→ Text extract:
* start *

What were the methodological limitations of Eitam et al. (2013) and how did the present study try to overcome them?

A
  1. Eitam et al. (2013) only measured explicit memory retrieval accuracy via pressing of buttons
    • but by additionally measuring the eye-movements and fixations implicit memory (priming) could be assessed by evaluating if a person fixates more on the color that they were primed with than the new color on the retrieval display
    • this would give more evidence for possible bottom -up selection of irrelevant stimulus (more sensitive) revealing resiudal implicit memory
  2. the interstimulus interval was 500ms but functionally it was longer because than the instruction had to be read on the retrieval display and then choose a color
    • in the present study instructions were given auditorily so the eyes were free to already look at the colours wile listening to the instruction. Hence the interstimulus interval was also functionally 500ms.

* end *

→ Information shown:
* start *

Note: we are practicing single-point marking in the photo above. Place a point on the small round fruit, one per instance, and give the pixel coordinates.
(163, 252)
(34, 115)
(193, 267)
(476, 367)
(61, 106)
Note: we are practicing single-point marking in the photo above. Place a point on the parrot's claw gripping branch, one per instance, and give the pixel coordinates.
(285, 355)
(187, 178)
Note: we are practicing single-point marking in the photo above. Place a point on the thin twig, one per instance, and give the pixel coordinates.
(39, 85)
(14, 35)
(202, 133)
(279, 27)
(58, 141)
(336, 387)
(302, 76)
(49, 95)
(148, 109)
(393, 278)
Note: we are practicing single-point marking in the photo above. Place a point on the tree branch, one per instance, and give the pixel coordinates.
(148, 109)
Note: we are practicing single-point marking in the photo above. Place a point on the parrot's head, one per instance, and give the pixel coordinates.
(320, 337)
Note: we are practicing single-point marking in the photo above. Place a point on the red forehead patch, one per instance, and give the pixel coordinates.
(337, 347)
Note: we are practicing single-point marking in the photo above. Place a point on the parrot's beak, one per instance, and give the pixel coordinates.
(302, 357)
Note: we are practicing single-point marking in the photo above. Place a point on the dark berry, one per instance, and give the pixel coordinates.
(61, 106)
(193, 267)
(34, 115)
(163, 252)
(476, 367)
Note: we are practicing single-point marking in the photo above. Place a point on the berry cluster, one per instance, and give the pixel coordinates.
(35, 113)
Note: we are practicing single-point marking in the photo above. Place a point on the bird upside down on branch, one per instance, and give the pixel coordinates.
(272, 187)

* end *
* start *

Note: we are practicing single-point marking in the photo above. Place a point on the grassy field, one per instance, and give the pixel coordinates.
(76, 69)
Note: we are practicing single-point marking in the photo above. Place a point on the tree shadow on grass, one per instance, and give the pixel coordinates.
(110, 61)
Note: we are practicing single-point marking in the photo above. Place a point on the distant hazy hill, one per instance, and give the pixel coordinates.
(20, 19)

* end *

→ What you need to do:
**a)** Answer these questions about the notes on Eitam et al. (2013), one per line:
(i) How did Eitam et al. (2013) measure explicit memory retrieval accuracy?
(ii) What was the interstimulus interval?
(iii) How were instructions given in the present study?
**b)** How many lines of the rows contain the word "tree"? Give only the number.

→ Task-by-task outputs:
**a)**
(i) Via pressing of buttons.
(ii) 500ms.
(iii) Auditorily.

**b)** 2